Point-per-instance localization data
——————

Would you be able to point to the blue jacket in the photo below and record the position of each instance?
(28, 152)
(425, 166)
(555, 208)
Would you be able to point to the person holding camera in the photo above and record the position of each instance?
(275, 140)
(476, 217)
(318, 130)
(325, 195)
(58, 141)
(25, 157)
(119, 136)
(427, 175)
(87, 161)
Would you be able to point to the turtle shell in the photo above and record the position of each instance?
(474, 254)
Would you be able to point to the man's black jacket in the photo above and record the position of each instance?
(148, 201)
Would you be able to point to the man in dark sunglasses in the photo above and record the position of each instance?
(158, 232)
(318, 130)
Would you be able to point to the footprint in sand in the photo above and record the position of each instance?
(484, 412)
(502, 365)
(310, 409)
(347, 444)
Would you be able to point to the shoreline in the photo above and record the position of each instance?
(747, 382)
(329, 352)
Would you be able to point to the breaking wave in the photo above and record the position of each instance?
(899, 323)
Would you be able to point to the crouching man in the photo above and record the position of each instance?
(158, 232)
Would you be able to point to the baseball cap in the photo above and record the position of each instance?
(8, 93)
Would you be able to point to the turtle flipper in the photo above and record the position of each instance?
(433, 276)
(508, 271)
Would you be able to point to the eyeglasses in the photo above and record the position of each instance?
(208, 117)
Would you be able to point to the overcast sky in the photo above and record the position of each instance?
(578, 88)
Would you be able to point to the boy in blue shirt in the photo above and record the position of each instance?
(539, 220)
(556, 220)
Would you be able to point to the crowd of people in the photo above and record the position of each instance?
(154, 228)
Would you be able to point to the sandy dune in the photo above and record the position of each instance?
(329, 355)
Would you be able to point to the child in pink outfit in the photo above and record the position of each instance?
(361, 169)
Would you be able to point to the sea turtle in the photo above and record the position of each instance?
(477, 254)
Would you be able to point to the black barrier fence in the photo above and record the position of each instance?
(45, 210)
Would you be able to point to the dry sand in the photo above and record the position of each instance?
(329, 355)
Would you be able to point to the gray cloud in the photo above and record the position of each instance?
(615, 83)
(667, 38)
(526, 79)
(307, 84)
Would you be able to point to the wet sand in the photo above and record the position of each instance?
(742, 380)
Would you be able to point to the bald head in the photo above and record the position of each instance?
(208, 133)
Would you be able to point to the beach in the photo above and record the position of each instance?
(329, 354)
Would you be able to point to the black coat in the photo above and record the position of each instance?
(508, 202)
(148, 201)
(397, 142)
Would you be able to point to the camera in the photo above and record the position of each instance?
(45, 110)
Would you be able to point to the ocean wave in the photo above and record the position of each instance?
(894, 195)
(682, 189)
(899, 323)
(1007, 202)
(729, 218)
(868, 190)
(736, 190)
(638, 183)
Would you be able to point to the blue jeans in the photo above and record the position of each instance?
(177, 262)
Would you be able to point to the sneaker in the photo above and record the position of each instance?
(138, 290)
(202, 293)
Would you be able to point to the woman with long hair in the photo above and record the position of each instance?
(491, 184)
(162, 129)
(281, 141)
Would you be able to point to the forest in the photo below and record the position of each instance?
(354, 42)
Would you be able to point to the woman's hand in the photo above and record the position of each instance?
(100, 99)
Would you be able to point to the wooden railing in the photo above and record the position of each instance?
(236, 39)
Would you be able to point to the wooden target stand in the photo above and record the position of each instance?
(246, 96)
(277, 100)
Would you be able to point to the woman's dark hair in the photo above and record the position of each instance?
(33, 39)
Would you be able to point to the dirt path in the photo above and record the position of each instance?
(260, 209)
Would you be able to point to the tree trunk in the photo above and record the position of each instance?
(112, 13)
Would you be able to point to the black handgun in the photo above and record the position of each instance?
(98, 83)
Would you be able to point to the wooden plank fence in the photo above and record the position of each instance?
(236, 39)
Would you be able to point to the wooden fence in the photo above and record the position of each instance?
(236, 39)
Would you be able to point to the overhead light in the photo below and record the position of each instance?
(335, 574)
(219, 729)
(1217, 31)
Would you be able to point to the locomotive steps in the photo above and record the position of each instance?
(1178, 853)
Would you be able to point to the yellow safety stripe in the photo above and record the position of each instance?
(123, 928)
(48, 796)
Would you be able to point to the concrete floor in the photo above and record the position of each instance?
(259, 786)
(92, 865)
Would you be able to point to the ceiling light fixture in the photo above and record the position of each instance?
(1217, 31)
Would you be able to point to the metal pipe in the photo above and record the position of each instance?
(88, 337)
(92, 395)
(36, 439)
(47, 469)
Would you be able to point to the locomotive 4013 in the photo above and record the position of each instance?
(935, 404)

——————

- [Instructions to follow]: Write out the entries in full, exactly as given.

- [Reply to the task]:
Would you be able to point to the blue jacket in the photo below and record the position of each instance?
(28, 152)
(425, 166)
(555, 208)
Would you be able to point to the person holding camera in the photo above and record the position of each instance?
(275, 140)
(476, 217)
(318, 130)
(325, 195)
(58, 141)
(25, 157)
(119, 136)
(427, 175)
(87, 161)
Would you be able to point to the turtle shell in the photo above and record the position of each instance?
(474, 254)
Would you be able to point to the man's black jacket in the photo above and record the position of each instance?
(148, 201)
Would you be able to point to the man in dark sunglasses in the photo above and record the position of each instance?
(158, 232)
(318, 130)
Would you be able to point to the footprint in sand in the photo above and record the position of each instance?
(484, 412)
(502, 365)
(310, 409)
(347, 444)
Would you be able to point to the shoreline in the photo above and record the position of each instance?
(747, 382)
(329, 352)
Would you be able to point to the breaking wave in the photo above and record the position of each instance?
(899, 323)
Would you be able to point to the crouching man in the photo above and record the position of each instance?
(158, 232)
Would you be able to point to the baseball cap in the photo above and record the position of each instance?
(8, 93)
Would you be able to point to the turtle flipper in the photo above and record the position of each instance?
(433, 276)
(508, 271)
Would you be able to point to the eyeglasses in the photo above and record the position of each instance?
(208, 117)
Would you be able to point to the overcast sky in the photo above and record the position of each instance?
(578, 88)
Would you be able to point to the boy in blue shirt in the photo above and record the position of each instance?
(539, 220)
(556, 220)
Would you be able to point to the crowd of people in the photo above and record the position of each instance?
(154, 228)
Would you be able to point to the sandy dune in the photo above and record the position of each instance?
(329, 355)
Would you be able to point to the child in pink outfit in the photo above and record the position of each instance?
(361, 169)
Would you be able to point to the sea turtle in the photo above and record the position of each instance?
(477, 254)
Would you be able to point to the black barrier fence in the photo above and record the position of each instance?
(45, 210)
Would you be able to point to the dry sand in the photo above and record the position of each instance?
(329, 355)
Would you be able to point to the gray cloud in the photo above and record the position of each instance?
(615, 83)
(667, 38)
(526, 79)
(307, 84)
Would you be able to point to the wet sand in the photo above and record the position of each instance?
(742, 380)
Would you be able to point to the bald head in the photo above and record the position of each instance?
(208, 133)
Would you be able to point to the beach in the photo above and record the position of each instance?
(329, 354)
Would you be able to point to the black coat in the photo above and record the position of each instance?
(508, 202)
(148, 201)
(397, 142)
Would you be able to point to the camera in the photo above and record the position of each instance?
(45, 110)
Would you be able to point to the ocean wave in the photo above and record the position of each instance?
(894, 195)
(682, 189)
(899, 323)
(1007, 202)
(729, 218)
(868, 190)
(736, 190)
(638, 183)
Would you be able to point to the blue jeans in the photo above and record the position of each instance?
(177, 262)
Would you be able to point to the sneaker in the photo above and record the position of each instance?
(138, 290)
(202, 293)
Would you be able to point to the woman with long hair in the photo above and record the position of each instance?
(491, 184)
(162, 129)
(281, 141)
Would you be able to point to the forest in the photo below and record the position of each instance?
(354, 42)
Would you be able to point to the woman's hand in the photo above and record the position of each instance?
(100, 99)
Would you be able to point to the wooden railing in the photo above and record the position of each instance?
(236, 39)
Would you be able to point to the wooden target stand in the photo above and record the position of each instance?
(246, 96)
(277, 100)
Would you be able to point to the woman's dark hair in the photo above and record the position of each instance?
(33, 39)
Would you be able to point to the dirt path in the photo above and record the position of each instance?
(260, 209)
Would you be able to point to the tree trunk in the photo above and record the position of each instance?
(112, 13)
Would you be able to point to the black handgun in the photo above and record the position of each instance?
(98, 83)
Would you be able to point to the wooden plank fence in the photo above and record the position of each instance?
(236, 39)
Would you be able to point to the wooden fence in the photo above and record the position of each instance?
(236, 39)
Would you be able to point to the overhead light in the photo below and record the position of each instance?
(335, 574)
(219, 729)
(1217, 31)
Would you be able to point to the locomotive steps in the photo above and record the position of each instance?
(1178, 853)
Would you be able to point to the yellow safety stripe in the photo above and record the position of each instance?
(123, 928)
(48, 796)
Would you be able to point to the concrete floor in the photo above and record the position of each instance?
(259, 786)
(92, 865)
Would you be able to point to the ceiling light fixture in the photo above and record the position of each instance?
(1217, 31)
Would you be able to point to the metal pipe in the photo above and record the position of each instance?
(88, 337)
(92, 395)
(36, 439)
(47, 469)
Would you be able to point to the locomotive 4013 in the photo above and record the position of each instance?
(935, 404)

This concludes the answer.